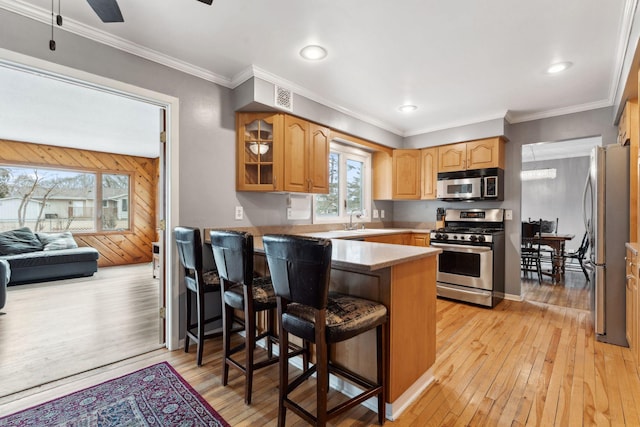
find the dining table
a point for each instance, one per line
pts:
(556, 241)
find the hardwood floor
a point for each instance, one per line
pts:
(521, 363)
(573, 292)
(56, 329)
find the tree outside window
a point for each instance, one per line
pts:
(50, 200)
(349, 186)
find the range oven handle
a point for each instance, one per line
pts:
(462, 248)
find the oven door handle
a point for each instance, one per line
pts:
(462, 248)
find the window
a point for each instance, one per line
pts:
(349, 186)
(50, 200)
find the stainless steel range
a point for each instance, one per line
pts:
(471, 265)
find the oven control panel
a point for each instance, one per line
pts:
(443, 236)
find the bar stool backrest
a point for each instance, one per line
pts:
(300, 268)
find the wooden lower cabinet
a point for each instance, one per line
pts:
(632, 315)
(411, 301)
(420, 239)
(412, 239)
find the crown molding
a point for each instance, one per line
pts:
(618, 80)
(42, 15)
(299, 90)
(455, 124)
(519, 118)
(39, 14)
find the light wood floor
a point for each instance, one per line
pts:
(55, 329)
(521, 363)
(572, 292)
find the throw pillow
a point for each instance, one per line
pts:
(57, 241)
(19, 241)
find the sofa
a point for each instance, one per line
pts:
(27, 257)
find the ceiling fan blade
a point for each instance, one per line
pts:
(107, 10)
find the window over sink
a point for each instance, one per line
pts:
(349, 194)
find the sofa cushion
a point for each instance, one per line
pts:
(56, 241)
(19, 241)
(34, 259)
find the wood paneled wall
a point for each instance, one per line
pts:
(116, 248)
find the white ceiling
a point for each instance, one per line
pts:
(460, 62)
(75, 116)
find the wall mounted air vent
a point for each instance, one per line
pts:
(284, 98)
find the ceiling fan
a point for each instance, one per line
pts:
(109, 11)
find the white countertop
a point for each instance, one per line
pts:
(361, 233)
(368, 256)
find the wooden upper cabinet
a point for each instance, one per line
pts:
(485, 153)
(278, 152)
(452, 157)
(259, 151)
(306, 156)
(429, 170)
(478, 154)
(319, 158)
(406, 174)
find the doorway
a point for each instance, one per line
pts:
(552, 184)
(78, 79)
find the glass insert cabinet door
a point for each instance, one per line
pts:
(259, 146)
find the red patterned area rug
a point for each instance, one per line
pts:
(155, 396)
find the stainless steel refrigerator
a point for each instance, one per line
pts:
(606, 217)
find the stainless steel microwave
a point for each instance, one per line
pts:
(479, 184)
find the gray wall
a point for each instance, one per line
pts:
(557, 198)
(207, 140)
(597, 122)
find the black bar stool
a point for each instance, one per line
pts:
(197, 283)
(300, 268)
(241, 290)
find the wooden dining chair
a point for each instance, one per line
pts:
(530, 258)
(580, 254)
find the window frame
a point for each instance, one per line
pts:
(98, 199)
(346, 152)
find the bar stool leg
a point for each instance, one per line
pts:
(250, 343)
(227, 321)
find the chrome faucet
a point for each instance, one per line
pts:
(351, 225)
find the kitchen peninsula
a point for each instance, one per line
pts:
(404, 279)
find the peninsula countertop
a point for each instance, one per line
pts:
(368, 256)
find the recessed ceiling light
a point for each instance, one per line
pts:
(558, 67)
(313, 52)
(407, 108)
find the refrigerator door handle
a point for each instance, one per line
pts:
(587, 185)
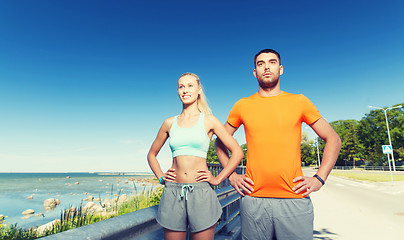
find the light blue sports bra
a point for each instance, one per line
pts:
(193, 141)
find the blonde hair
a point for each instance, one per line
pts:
(202, 101)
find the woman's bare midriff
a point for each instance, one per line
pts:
(186, 168)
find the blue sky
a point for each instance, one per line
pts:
(85, 85)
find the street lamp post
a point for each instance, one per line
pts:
(388, 131)
(318, 154)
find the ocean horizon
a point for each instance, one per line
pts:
(20, 191)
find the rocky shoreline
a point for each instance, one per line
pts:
(96, 206)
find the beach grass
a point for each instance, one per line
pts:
(77, 217)
(370, 177)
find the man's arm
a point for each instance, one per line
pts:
(240, 182)
(330, 154)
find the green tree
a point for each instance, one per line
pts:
(352, 149)
(373, 134)
(307, 150)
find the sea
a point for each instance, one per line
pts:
(16, 189)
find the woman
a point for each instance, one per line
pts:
(188, 200)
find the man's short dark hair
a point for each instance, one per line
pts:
(267, 51)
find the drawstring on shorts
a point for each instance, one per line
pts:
(185, 188)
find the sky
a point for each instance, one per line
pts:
(86, 85)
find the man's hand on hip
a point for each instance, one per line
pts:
(241, 183)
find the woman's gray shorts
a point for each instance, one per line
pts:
(188, 204)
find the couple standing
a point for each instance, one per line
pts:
(275, 202)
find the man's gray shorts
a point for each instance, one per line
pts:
(276, 218)
(188, 204)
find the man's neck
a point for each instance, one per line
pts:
(269, 92)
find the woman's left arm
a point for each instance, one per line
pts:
(236, 153)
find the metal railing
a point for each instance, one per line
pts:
(368, 168)
(142, 225)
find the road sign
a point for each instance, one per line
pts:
(387, 149)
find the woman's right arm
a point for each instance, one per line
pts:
(158, 143)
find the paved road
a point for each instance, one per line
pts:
(350, 210)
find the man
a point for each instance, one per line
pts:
(277, 203)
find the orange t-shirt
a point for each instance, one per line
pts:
(273, 132)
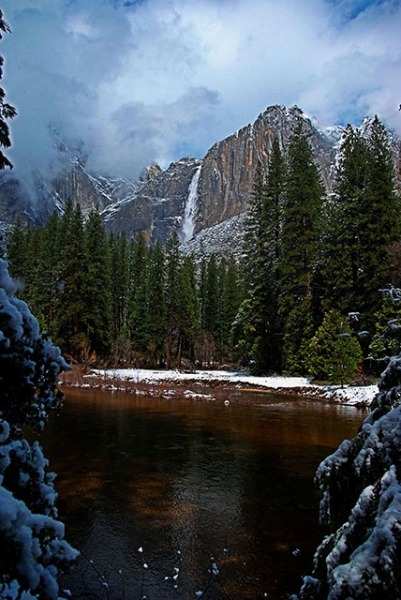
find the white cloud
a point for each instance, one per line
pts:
(156, 79)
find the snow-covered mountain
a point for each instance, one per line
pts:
(203, 200)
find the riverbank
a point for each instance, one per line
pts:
(213, 385)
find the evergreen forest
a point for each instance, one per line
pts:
(109, 299)
(312, 293)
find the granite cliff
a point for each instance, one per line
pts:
(203, 200)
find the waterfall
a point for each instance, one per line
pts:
(188, 223)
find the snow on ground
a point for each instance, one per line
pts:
(350, 395)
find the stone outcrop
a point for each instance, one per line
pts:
(208, 206)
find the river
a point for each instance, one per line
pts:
(183, 499)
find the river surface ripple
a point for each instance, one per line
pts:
(183, 499)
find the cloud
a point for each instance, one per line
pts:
(153, 80)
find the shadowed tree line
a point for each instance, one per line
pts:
(108, 298)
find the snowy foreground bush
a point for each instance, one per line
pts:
(32, 548)
(361, 503)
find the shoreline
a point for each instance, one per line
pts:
(209, 386)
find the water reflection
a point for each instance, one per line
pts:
(196, 487)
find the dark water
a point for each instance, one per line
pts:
(159, 495)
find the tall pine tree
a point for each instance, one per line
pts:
(299, 248)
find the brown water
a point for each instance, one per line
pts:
(160, 494)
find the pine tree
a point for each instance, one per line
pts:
(47, 277)
(97, 289)
(120, 293)
(341, 261)
(298, 248)
(188, 313)
(71, 329)
(33, 551)
(380, 222)
(333, 353)
(173, 303)
(156, 306)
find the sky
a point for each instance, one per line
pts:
(142, 81)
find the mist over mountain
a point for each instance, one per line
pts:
(203, 200)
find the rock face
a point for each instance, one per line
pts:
(228, 168)
(200, 199)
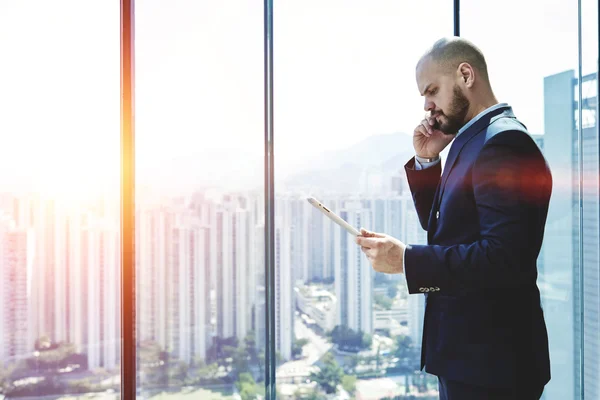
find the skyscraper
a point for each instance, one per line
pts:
(353, 272)
(15, 256)
(284, 288)
(560, 280)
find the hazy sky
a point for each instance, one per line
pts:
(344, 70)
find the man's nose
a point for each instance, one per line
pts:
(429, 106)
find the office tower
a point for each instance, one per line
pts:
(284, 288)
(189, 295)
(353, 272)
(231, 246)
(560, 281)
(15, 255)
(259, 326)
(154, 249)
(300, 214)
(100, 257)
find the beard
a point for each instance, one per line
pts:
(451, 122)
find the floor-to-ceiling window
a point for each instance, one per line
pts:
(344, 102)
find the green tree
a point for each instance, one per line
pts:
(367, 340)
(349, 383)
(330, 374)
(392, 290)
(246, 386)
(297, 346)
(178, 371)
(241, 362)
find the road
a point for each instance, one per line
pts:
(315, 349)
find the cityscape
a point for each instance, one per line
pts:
(341, 329)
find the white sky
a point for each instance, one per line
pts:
(344, 70)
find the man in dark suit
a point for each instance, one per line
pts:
(484, 334)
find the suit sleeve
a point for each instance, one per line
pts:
(511, 188)
(423, 184)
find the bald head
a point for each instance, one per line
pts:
(453, 79)
(449, 53)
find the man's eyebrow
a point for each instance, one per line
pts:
(426, 89)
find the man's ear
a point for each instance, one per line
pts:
(467, 74)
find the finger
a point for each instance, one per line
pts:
(427, 127)
(367, 242)
(367, 233)
(421, 131)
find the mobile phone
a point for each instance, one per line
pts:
(333, 216)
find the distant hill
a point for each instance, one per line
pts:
(343, 170)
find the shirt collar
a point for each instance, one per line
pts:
(480, 115)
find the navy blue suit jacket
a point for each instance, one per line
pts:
(485, 218)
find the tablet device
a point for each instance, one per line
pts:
(333, 216)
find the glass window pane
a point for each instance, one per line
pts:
(533, 66)
(199, 198)
(59, 201)
(346, 105)
(591, 195)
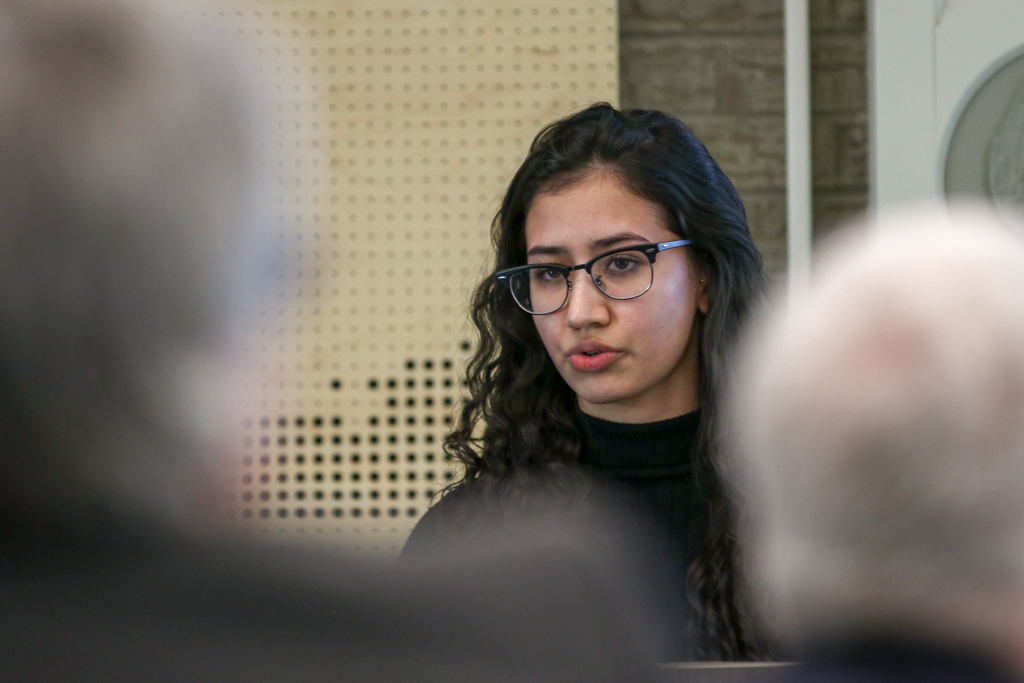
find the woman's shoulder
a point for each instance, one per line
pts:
(434, 528)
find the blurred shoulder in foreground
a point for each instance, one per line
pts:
(125, 200)
(879, 442)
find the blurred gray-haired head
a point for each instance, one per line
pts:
(879, 427)
(124, 174)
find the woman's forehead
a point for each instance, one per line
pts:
(595, 213)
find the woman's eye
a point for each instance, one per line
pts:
(622, 263)
(547, 273)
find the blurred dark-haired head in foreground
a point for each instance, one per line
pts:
(124, 202)
(880, 444)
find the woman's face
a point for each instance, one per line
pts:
(645, 366)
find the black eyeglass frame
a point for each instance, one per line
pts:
(650, 250)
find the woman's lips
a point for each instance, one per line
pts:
(593, 361)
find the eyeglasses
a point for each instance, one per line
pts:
(621, 273)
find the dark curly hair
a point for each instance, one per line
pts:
(519, 426)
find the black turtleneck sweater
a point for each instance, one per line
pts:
(650, 469)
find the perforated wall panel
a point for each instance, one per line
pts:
(397, 127)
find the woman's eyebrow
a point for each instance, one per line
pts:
(542, 250)
(611, 241)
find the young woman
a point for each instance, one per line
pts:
(625, 265)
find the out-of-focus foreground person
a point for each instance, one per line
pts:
(880, 423)
(124, 181)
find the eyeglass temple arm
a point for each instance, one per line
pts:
(662, 246)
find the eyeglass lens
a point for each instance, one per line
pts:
(622, 275)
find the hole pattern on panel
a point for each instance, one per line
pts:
(397, 127)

▬▬▬▬▬▬

=== Problem statement ===
In the listing above, find the line containing "find the woman's shoulder", then reproduce it and each line after it through the end, exactly and with nothing added.

=== Result ===
find the woman's shoulder
a point for each instance, one per line
pts:
(434, 528)
find the blurred shoulder in foreground
a point for each instance, one per line
pts:
(125, 200)
(879, 442)
find the blurred gray-haired head
a point for each instance, one per line
pts:
(879, 427)
(124, 174)
find the woman's forehead
a point for each instance, one per line
pts:
(595, 213)
find the woman's eye
a point for each instance, one per line
pts:
(622, 263)
(547, 273)
find the blurred dark-haired head in foreground
a point for each instance, one per line
pts:
(124, 202)
(880, 444)
find the woman's face
a point for each instance, one per line
pts:
(645, 366)
find the black eyeglass frame
a point for each instance, one per line
pts:
(650, 250)
find the woman's lips
a point for each instance, one per line
pts:
(593, 361)
find the eyeglasses
a point for each instance, one per line
pts:
(621, 273)
find the dark curly hair
a point for each instance, one per line
pts:
(519, 426)
find the black turtleneck sweater
a point for each instance, one per line
pts:
(650, 469)
find the perforated wall panel
a point for each instance, one per line
pts:
(397, 127)
find the woman's eyebrow
a point for each instance, one per line
pts:
(542, 250)
(611, 241)
find the young woman
a point for each instance, one per line
pts:
(625, 265)
find the out-of-focus foreground person
a point for each instance, one per line
pts:
(880, 423)
(124, 181)
find the eyeglass temple arm
a point for each instance, one per line
pts:
(662, 246)
find the eyeglass lens
a point for each instance, one per line
pts:
(622, 275)
find the hole pattern on panel
a point for each instance, one per line
pts:
(397, 127)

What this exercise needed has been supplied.